BEGIN
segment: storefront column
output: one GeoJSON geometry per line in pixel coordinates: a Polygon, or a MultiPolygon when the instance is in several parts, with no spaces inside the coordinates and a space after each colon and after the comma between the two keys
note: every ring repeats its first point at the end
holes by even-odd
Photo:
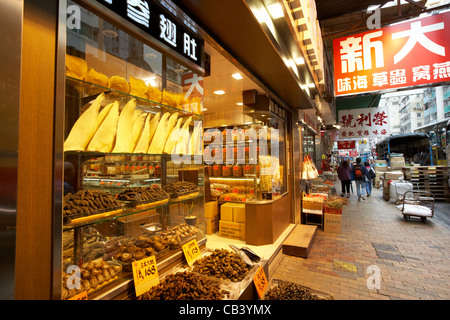
{"type": "Polygon", "coordinates": [[[15,298],[51,299],[58,1],[24,1],[15,298]]]}

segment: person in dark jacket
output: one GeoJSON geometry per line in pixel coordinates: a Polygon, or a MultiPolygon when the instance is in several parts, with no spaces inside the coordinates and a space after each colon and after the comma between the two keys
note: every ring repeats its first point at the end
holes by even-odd
{"type": "Polygon", "coordinates": [[[361,189],[365,188],[369,173],[366,167],[361,164],[361,158],[356,158],[356,165],[353,166],[352,172],[353,176],[355,177],[356,194],[358,195],[358,201],[361,201],[361,198],[363,200],[366,200],[361,194],[361,189]]]}
{"type": "Polygon", "coordinates": [[[368,161],[364,162],[364,166],[367,169],[366,194],[367,197],[370,197],[370,195],[372,194],[373,179],[375,178],[376,174],[368,161]]]}
{"type": "Polygon", "coordinates": [[[341,180],[341,189],[342,189],[341,197],[345,197],[345,191],[347,191],[347,198],[349,198],[350,183],[352,181],[351,181],[351,170],[347,160],[342,161],[341,165],[337,170],[337,173],[339,180],[341,180]]]}

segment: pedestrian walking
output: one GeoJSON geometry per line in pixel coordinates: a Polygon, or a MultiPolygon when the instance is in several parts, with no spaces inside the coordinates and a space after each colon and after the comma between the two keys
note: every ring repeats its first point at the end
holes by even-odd
{"type": "Polygon", "coordinates": [[[356,158],[356,164],[353,167],[352,172],[355,177],[356,194],[358,195],[358,201],[361,201],[361,199],[366,200],[361,194],[361,190],[366,186],[366,177],[368,172],[366,167],[361,164],[361,158],[356,158]]]}
{"type": "Polygon", "coordinates": [[[367,195],[367,197],[370,197],[370,195],[372,194],[373,179],[375,179],[376,173],[373,170],[373,168],[370,166],[370,163],[368,161],[364,162],[364,166],[367,169],[366,195],[367,195]]]}
{"type": "Polygon", "coordinates": [[[347,160],[342,161],[338,168],[338,178],[341,180],[341,197],[350,197],[351,170],[347,160]],[[346,194],[347,191],[347,194],[346,194]]]}

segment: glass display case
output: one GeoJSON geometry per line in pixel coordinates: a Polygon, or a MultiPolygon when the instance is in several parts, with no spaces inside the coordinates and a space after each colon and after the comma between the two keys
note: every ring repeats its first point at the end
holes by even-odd
{"type": "Polygon", "coordinates": [[[195,72],[80,8],[67,28],[63,299],[127,288],[131,262],[164,267],[206,241],[195,72]]]}
{"type": "Polygon", "coordinates": [[[205,128],[205,169],[219,202],[272,200],[287,191],[285,122],[270,113],[264,118],[205,128]]]}

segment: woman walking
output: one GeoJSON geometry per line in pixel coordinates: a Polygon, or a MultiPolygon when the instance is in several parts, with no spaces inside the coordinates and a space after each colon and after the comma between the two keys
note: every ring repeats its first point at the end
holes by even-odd
{"type": "Polygon", "coordinates": [[[348,161],[342,161],[338,168],[338,177],[341,180],[341,197],[345,197],[345,191],[347,191],[347,198],[350,197],[350,183],[351,183],[351,170],[348,165],[348,161]]]}

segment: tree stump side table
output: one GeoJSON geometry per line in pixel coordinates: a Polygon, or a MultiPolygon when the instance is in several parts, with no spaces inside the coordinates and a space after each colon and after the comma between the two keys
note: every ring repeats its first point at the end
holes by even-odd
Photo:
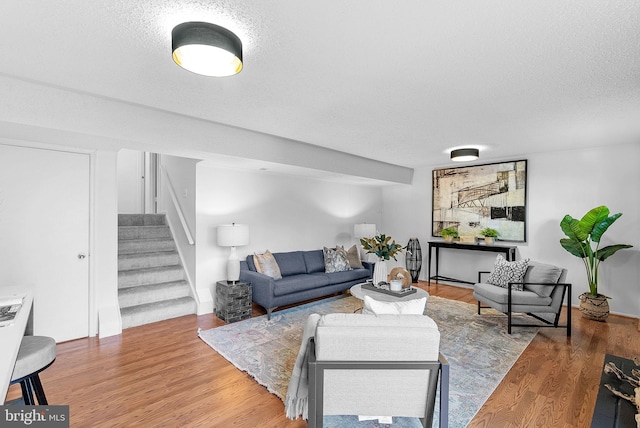
{"type": "Polygon", "coordinates": [[[216,282],[216,316],[228,323],[251,318],[251,284],[216,282]]]}

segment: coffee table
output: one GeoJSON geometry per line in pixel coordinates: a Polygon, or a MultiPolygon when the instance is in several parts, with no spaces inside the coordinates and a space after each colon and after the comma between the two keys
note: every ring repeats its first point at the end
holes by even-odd
{"type": "MultiPolygon", "coordinates": [[[[408,300],[420,299],[422,297],[426,297],[429,300],[429,293],[424,291],[422,288],[413,287],[416,290],[415,293],[411,293],[408,296],[396,297],[390,294],[379,293],[373,290],[367,290],[366,288],[362,288],[362,284],[356,284],[349,289],[351,295],[361,301],[364,302],[364,296],[369,296],[373,300],[378,300],[380,302],[406,302],[408,300]]],[[[362,309],[362,308],[360,308],[362,309]]]]}

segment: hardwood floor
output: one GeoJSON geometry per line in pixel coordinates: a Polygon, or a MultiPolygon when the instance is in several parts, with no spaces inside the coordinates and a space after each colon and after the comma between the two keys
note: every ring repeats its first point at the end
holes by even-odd
{"type": "MultiPolygon", "coordinates": [[[[475,303],[470,289],[420,286],[475,303]]],[[[640,325],[572,313],[573,336],[542,329],[469,427],[590,426],[604,355],[640,355],[640,325]]],[[[286,419],[280,399],[198,338],[198,328],[220,325],[214,315],[189,315],[59,344],[56,361],[41,373],[49,403],[70,405],[72,427],[306,427],[286,419]]],[[[19,396],[12,386],[7,398],[19,396]]]]}

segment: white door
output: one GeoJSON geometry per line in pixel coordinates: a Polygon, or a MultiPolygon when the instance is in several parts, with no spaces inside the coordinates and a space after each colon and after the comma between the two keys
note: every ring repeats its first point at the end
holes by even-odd
{"type": "Polygon", "coordinates": [[[89,335],[87,154],[0,145],[0,293],[33,289],[33,334],[89,335]]]}

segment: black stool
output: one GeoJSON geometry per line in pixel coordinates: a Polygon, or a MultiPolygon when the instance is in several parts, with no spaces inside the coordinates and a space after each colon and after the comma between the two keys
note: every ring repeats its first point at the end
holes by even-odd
END
#### WHAT YOU WILL DO:
How many lines in the records above contain the word "walking"? Reply with the number alone.

#### SOLUTION TO THE PROBLEM:
2